[READING PASSAGE]:
Impending change doesn’t stop mission for Fairview church
FAIRVIEW — Despite entering a period of transition, a Fairview church still fulfilled its latest mission goal of donating new clothing, hats and blankets to the Kid’s Closet charity.
Fairview Evangelical Presbyterian Church, 109 Petrolia St., is parting ways with the national church in February, according to longtime member Glenda Miller of Chicora.
“The national church told us we weren’t viable as a church because we didn’t have the congregation,” said Miller, adding that although attendance had slipped to 7 in 2020 due to the coronavirus pandemic, there were 33 congregants in attendance on a recent Sunday.
Miller said it was more a case of the Fairview church not being able to afford administrative fees that pay for the minister’s salary and health insurance for him and his wife.
So, the church parted ways amicably with its former minister, the Rev. David Perry, in the fall of 2021 and will be released from the Evangelical Presbyterian Church with no financial penalties in February 2023.
A minister, the Rev. Cecil Toy, a chaplain at the Sugar Creek Rest senior home, 120 Lakeside Drive, Worthington, and full-time state Department of Transportation employee, has been hired to preside over the church’s 11 a.m. Sunday worship service on a week-to-week basis.
The church members are also weighing changing the church’s name when the split becomes official next year.

[ASSIGNMENT]:
Please copy everything from "So, the church" down to "a week-to-week basis." in the Fairview church article, word for word.

[GIVEN INFORMATION]:

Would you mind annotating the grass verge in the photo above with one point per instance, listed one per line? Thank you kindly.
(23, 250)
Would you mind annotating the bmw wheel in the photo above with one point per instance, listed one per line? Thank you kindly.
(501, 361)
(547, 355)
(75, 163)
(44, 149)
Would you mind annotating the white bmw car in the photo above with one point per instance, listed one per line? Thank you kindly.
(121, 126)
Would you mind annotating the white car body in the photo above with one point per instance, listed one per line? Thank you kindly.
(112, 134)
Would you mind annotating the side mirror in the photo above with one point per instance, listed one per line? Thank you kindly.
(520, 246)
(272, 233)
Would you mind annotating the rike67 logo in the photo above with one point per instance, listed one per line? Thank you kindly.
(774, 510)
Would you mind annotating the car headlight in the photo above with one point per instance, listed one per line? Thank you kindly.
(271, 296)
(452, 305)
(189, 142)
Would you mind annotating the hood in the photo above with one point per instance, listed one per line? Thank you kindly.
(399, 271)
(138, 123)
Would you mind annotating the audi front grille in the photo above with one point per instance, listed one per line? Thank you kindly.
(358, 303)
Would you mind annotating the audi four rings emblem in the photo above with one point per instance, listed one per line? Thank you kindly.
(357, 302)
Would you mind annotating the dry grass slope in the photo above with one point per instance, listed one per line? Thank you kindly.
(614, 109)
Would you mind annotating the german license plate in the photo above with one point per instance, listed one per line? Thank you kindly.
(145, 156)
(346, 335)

==

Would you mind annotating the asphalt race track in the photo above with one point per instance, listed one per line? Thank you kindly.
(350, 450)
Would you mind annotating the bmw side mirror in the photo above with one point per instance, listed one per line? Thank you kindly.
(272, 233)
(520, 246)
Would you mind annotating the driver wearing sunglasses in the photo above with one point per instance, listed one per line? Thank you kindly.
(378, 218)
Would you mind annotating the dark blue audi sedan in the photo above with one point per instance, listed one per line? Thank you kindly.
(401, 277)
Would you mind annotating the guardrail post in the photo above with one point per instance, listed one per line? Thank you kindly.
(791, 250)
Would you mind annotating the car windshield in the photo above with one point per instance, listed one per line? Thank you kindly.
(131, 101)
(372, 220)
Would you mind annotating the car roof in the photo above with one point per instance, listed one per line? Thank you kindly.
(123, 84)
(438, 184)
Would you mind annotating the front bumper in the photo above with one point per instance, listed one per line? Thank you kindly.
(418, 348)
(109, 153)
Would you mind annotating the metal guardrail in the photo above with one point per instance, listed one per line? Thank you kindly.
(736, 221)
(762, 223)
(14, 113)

[TASK RESULT]:
So, the church parted ways amicably with its former minister, the Rev. David Perry, in the fall of 2021 and will be released from the Evangelical Presbyterian Church with no financial penalties in February 2023.
A minister, the Rev. Cecil Toy, a chaplain at the Sugar Creek Rest senior home, 120 Lakeside Drive, Worthington, and full-time state Department of Transportation employee, has been hired to preside over the church’s 11 a.m. Sunday worship service on a week-to-week basis.